EXTRACTED MATERIAL ▸
__________

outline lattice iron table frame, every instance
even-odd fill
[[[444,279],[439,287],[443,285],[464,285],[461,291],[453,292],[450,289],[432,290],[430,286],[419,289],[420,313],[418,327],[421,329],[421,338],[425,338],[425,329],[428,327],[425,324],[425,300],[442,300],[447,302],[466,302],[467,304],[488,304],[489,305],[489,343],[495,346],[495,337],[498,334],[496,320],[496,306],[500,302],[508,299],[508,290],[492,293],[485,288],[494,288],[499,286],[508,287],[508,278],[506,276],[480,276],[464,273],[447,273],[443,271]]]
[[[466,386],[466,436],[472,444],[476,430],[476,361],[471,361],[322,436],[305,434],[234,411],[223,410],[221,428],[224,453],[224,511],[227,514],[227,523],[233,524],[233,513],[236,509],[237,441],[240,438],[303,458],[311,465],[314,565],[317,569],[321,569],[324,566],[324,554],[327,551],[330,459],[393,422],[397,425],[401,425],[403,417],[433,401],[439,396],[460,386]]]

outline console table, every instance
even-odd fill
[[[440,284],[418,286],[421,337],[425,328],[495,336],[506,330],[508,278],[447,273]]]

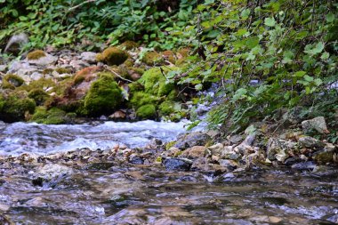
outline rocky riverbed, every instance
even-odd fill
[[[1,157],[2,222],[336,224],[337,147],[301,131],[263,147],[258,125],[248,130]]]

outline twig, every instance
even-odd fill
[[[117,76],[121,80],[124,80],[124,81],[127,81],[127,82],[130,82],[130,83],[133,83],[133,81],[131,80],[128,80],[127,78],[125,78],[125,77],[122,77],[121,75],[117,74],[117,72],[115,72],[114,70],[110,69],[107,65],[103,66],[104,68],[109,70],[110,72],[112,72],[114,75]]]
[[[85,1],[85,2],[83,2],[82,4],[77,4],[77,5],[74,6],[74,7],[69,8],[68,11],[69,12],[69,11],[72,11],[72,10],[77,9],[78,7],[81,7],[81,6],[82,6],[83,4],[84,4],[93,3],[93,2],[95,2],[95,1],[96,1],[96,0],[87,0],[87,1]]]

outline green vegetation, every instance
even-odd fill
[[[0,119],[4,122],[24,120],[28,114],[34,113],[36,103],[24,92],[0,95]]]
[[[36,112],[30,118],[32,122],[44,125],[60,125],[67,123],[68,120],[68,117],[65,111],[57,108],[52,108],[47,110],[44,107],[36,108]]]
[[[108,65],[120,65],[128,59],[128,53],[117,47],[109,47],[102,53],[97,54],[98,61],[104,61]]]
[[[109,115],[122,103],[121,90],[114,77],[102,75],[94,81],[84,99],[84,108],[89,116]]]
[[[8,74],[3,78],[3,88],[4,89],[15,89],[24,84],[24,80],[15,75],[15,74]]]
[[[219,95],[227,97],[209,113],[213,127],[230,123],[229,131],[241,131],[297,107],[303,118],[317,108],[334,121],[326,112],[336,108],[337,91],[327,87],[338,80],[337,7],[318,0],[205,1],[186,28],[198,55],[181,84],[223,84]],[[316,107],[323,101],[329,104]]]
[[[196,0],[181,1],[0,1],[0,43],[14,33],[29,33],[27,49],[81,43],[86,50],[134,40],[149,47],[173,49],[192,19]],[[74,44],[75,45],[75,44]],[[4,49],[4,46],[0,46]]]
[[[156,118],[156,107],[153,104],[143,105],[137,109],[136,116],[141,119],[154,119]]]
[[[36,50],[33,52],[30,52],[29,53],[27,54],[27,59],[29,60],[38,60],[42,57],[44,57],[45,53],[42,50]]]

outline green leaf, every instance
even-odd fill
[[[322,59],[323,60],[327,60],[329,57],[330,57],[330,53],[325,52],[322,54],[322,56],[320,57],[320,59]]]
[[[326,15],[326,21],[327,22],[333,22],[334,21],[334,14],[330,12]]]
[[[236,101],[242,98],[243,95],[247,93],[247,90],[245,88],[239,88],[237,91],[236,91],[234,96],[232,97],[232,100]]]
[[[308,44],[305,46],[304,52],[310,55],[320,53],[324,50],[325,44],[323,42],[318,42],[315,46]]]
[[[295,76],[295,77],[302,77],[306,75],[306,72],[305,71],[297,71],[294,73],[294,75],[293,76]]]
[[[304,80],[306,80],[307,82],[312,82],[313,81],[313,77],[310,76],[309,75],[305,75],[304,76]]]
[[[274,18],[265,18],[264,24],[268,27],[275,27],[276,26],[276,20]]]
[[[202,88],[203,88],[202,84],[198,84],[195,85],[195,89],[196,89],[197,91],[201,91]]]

__________

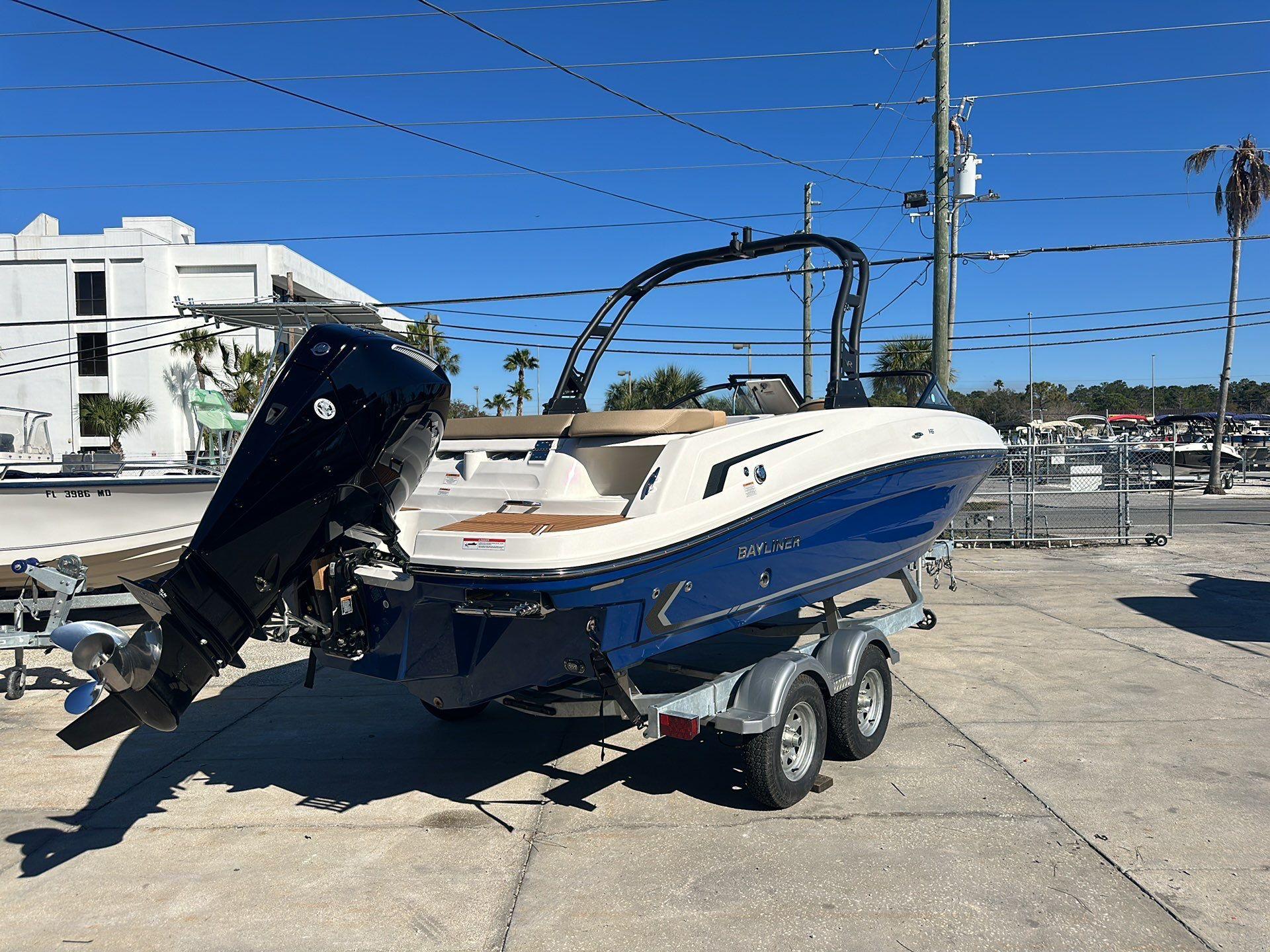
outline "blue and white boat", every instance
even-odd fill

__________

REQUIRED TASK ▸
How many lines of the records contain the word "green"? Give only the number.

PROBLEM SOLUTION ▸
2